▶ [Your task] Give back the whole listing exactly as written, pictures excluded.

■ ■ ■ ■

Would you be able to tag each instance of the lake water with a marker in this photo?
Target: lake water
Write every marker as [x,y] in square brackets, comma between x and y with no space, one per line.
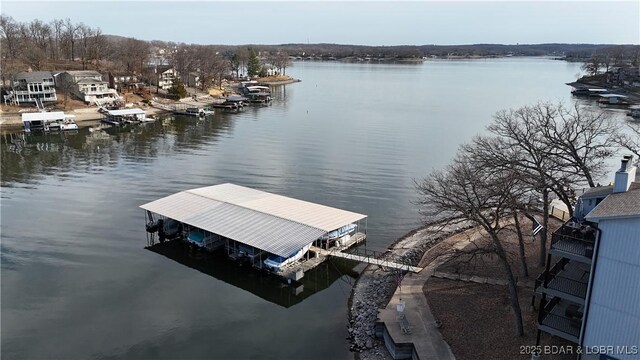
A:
[77,281]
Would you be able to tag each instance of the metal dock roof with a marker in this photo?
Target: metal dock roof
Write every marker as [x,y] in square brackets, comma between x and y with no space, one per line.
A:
[275,223]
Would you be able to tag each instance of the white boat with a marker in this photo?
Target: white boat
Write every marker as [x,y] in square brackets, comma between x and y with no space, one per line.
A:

■ ■ ■ ■

▶ [Exercise output]
Would you be able to tag each instance of the lake water with a marker in this photo?
Target: lake water
Write every marker as [x,y] in square brackets, comma between x and y with no space, one per line.
A:
[77,281]
Would you be able to tag each instance of the metal dock roof with a marker in this photo?
Target: metal dock roof
Write every marker as [x,y] in square brackets, comma between x and y with no space, one per line.
A:
[275,223]
Would you be able to tag each instance of the white boat with a marker in this photo?
Target: white boat
Write every marker as [x,y] in square brackets, comma between x and y with no space, one per line.
A:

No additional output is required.